• [About this exercise]: The result should be every line in the data below that carries the string "segment".

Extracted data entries

--*--

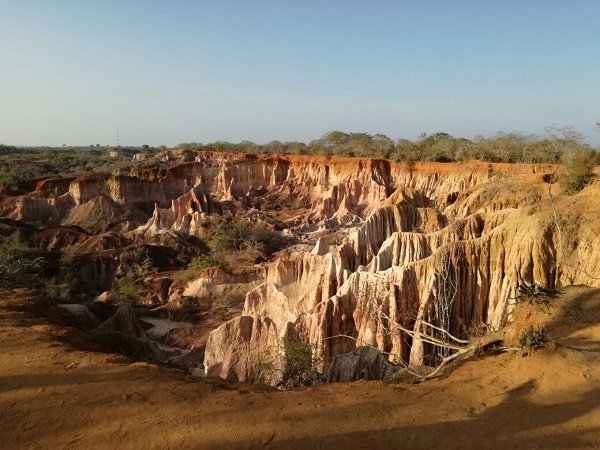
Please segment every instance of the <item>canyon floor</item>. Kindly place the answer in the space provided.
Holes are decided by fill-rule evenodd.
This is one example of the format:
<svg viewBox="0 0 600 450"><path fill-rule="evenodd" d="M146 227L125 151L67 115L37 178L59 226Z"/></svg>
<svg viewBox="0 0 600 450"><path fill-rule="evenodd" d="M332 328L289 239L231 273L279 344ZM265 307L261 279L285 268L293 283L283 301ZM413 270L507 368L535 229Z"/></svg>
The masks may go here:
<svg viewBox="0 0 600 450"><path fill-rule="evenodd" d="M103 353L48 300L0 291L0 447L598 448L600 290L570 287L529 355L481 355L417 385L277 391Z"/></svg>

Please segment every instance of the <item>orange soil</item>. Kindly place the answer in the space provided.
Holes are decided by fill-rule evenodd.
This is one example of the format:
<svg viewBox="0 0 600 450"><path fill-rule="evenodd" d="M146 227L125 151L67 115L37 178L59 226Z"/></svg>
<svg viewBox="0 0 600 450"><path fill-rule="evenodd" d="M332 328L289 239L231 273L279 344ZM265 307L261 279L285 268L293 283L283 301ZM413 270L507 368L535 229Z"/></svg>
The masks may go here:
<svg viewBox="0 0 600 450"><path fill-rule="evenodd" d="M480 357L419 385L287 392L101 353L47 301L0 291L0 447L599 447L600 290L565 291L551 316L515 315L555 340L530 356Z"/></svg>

--*--

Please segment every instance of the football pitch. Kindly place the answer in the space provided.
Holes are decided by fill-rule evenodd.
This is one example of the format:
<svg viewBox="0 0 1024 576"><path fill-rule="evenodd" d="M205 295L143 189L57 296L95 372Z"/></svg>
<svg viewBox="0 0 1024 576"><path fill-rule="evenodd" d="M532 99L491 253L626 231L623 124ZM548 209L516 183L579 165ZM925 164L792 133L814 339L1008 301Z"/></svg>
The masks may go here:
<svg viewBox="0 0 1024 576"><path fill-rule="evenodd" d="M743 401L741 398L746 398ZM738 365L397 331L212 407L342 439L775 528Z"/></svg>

--*--

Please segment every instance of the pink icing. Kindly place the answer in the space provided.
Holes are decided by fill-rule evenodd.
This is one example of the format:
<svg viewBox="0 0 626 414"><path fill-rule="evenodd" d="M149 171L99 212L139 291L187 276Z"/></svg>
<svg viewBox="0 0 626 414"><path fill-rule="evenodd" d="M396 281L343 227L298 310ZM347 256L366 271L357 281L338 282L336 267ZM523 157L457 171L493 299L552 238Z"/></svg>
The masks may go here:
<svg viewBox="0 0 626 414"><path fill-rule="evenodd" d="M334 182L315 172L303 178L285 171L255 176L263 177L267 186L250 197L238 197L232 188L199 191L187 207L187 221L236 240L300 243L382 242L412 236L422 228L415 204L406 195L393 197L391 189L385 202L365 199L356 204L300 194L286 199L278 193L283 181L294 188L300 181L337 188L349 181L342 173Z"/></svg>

--*--

• [Answer space]:
Please segment every instance of the <item>canyon floor</item>. Kindly place the answer in the space provided.
Please segment every instance of the <item>orange soil</item>. Kindly place the answer in the space provided.
Please segment every instance of the football pitch. Kindly place the answer in the space provided.
Please segment every instance of the pink icing. Kindly place the answer in the space provided.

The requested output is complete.